**TEXTE FOURNI:**

§ §

Tunisie
Tunisie élections: madame Kalthoum
Kannou
Hedy Belhassine
Kalthoum
Kannou - Photo: D.R.
Vendredi 10 octobre 2014
La Tunisie
n'a pas fini d'étonner. Contre vents et
marées, malgré l'économie en déclin et
le terrorisme sporadique, la démocratie
progresse. Au terme d'une longue
gestation, la constitution adoptée il y
a neuf mois va enfin être mise en œuvre.
Le 26 octobre
prochain, les citoyens désigneront parmi
15 mille candidats les 217 députés qui
composeront la nouvelle Assemblée des
Représentants du Peuple. L'élection aura
lieu « au suffrage universel, libre,
direct, secret, honnête et transparent »
conformément aux dispositions de la loi
suprême et selon le mode de scrutin le
plus équitable de la proportionnelle au
plus fort reste. D'aucuns prédisent que
la chambre sera introuvable, c'est faire
injure aux serments de cohabitation
proclamés solennellement par les
dirigeants des principaux partis
politiques. Quels que soient les
déséquilibres politiques l'Assemblée des
Représentants sera cohabitationniste et
consensuelle à l'exemple de l'Assemblée
Constituante qu'elle va remplacer.

§ §

**Éléments d'identification de lieux:**
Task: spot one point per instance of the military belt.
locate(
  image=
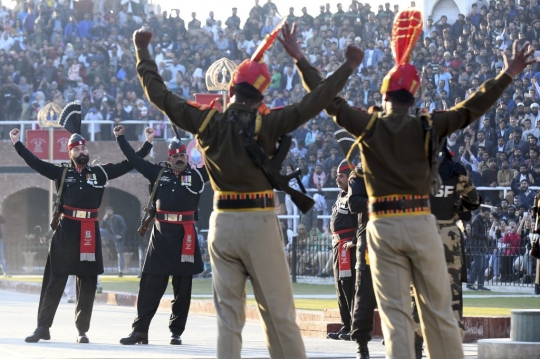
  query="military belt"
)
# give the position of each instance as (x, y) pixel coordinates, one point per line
(398, 205)
(175, 217)
(244, 200)
(343, 235)
(75, 213)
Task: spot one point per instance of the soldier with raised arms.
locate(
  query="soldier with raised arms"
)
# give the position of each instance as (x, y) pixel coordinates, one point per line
(76, 243)
(399, 166)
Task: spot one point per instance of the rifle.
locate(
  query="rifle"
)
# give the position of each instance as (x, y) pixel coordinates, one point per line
(150, 209)
(56, 206)
(271, 168)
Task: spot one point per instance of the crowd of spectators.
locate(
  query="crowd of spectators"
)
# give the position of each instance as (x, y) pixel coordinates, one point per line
(62, 51)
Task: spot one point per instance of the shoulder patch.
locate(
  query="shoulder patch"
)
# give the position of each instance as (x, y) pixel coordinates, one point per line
(374, 109)
(263, 110)
(197, 105)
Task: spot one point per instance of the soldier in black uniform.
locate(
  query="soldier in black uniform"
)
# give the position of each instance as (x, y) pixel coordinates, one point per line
(174, 248)
(455, 200)
(364, 295)
(343, 225)
(76, 243)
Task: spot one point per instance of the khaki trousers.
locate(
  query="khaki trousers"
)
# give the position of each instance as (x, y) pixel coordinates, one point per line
(405, 249)
(250, 244)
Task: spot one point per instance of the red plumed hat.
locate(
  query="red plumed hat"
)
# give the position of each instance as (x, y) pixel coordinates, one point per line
(254, 71)
(405, 32)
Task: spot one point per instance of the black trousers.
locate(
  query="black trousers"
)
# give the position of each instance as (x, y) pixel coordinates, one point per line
(364, 306)
(151, 290)
(51, 292)
(345, 294)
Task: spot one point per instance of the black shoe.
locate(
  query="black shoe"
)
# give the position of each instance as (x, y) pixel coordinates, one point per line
(82, 338)
(175, 339)
(418, 345)
(335, 336)
(39, 333)
(135, 338)
(363, 351)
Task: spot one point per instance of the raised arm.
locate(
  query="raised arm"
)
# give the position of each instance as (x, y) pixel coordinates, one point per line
(46, 169)
(185, 114)
(146, 168)
(121, 168)
(481, 101)
(352, 119)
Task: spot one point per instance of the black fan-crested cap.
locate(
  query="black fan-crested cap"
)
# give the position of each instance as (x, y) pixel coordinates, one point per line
(70, 118)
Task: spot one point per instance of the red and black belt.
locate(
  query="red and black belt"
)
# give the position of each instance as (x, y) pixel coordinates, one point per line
(398, 205)
(243, 200)
(343, 237)
(187, 220)
(87, 217)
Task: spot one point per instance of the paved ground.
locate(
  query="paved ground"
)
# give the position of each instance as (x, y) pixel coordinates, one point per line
(110, 323)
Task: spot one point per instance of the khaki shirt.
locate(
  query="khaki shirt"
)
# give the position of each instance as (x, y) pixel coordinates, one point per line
(393, 153)
(228, 163)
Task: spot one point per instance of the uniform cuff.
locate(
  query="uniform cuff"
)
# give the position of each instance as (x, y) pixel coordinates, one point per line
(143, 54)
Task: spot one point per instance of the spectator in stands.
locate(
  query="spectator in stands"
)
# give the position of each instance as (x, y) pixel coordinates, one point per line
(525, 195)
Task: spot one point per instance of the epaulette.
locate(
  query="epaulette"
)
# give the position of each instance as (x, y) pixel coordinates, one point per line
(197, 105)
(263, 110)
(373, 109)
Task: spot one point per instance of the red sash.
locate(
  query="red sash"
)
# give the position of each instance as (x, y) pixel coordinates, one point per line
(188, 242)
(344, 236)
(88, 233)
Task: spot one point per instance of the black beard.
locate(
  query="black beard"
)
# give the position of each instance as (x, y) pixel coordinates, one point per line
(82, 159)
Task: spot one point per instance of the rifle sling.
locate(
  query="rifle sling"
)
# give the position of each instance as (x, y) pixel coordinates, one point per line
(61, 188)
(154, 189)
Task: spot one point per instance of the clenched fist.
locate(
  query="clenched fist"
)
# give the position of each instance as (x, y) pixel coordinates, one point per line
(149, 133)
(142, 37)
(119, 130)
(353, 56)
(15, 135)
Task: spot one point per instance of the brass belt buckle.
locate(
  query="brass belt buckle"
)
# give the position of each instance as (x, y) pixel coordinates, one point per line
(173, 217)
(80, 214)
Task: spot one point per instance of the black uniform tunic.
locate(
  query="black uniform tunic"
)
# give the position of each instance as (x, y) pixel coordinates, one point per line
(81, 190)
(175, 194)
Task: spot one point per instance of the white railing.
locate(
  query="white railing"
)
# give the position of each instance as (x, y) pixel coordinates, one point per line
(168, 133)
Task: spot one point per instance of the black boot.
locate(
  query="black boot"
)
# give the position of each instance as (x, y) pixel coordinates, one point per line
(335, 336)
(363, 351)
(418, 344)
(82, 338)
(135, 338)
(175, 339)
(39, 333)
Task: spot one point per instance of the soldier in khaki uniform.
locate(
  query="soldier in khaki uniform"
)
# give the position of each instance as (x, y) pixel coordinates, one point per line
(403, 236)
(245, 237)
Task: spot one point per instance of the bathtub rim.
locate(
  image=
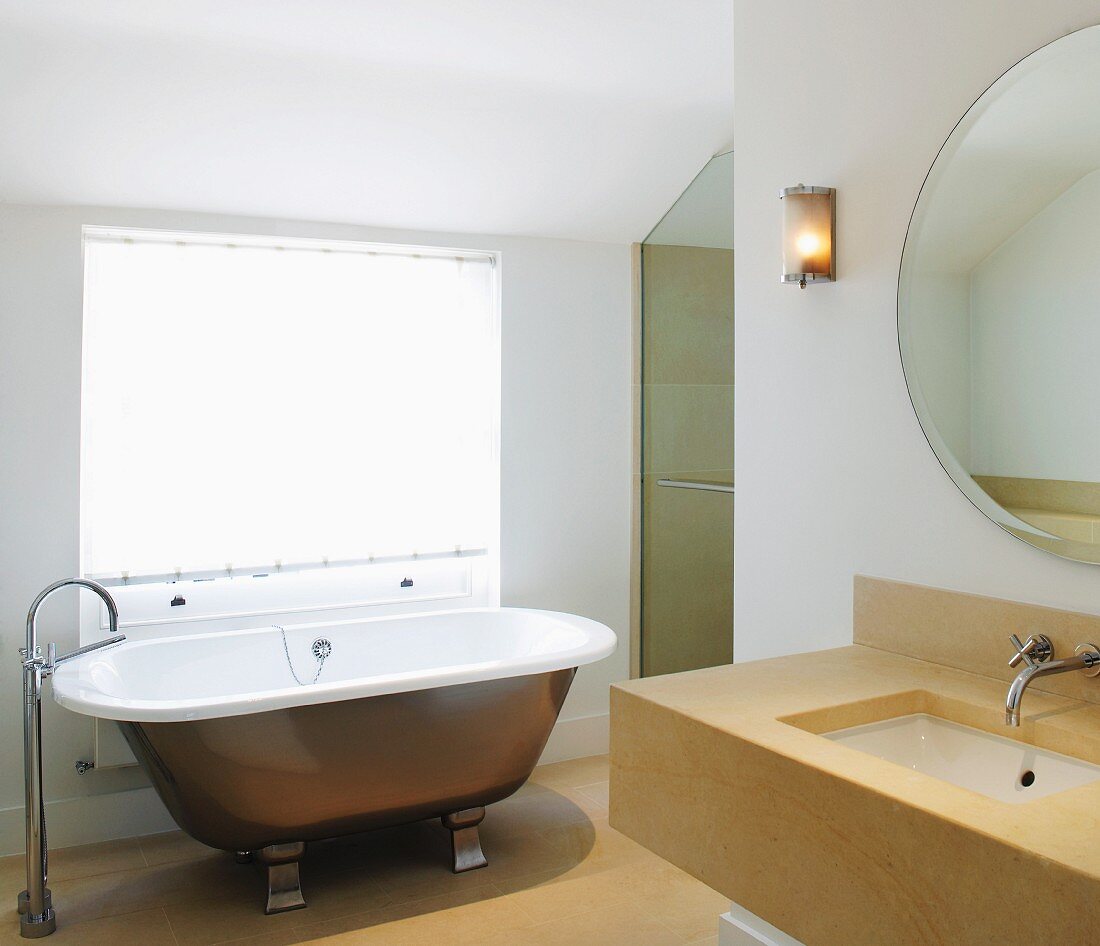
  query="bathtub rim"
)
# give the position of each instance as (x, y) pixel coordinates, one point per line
(76, 693)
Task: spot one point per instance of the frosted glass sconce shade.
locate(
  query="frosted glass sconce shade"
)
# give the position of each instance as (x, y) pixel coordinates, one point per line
(809, 234)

§ §

**CONSIGNE 1:**
Pour chacune des affirmations (a), (b) et (c), indiquez si elle est conforme à l'article sur les élections en Tunisie, en répondant par oui ou par non et en citant à l'identique les mots de l'article qui tranchent.
(a) La constitution a été adoptée neuf mois avant la parution de l'article.
(b) Les citoyens choisiront 217 députés parmi 15 mille candidats.
(c) L'élection se déroulera selon un scrutin majoritaire.
**CONSIGNE 2:**
Répondez brièvement à chaque question à partir de l'article sur les élections en Tunisie.
(a) À quelle date les citoyens voteront-ils ?
(b) Quel est le nom de la nouvelle assemblée à élire ?
(c) Quelle assemblée la nouvelle chambre va-t-elle remplacer ?
Les données forment un matériau distinct de l'article sur les élections en Tunisie.

**RÉPONSE ATTENDUE 1:**
(a) Oui : « la constitution adoptée il y a neuf mois va enfin être mise en œuvre ».
(b) Oui : « les citoyens désigneront parmi 15 mille candidats les 217 députés ».
(c) Non : « selon le mode de scrutin le plus équitable de la proportionnelle au plus fort reste ».

**RÉPONSE ATTENDUE 2:**
(a) Le 26 octobre.
(b) L'Assemblée des Représentants du Peuple.
(c) L'Assemblée Constituante.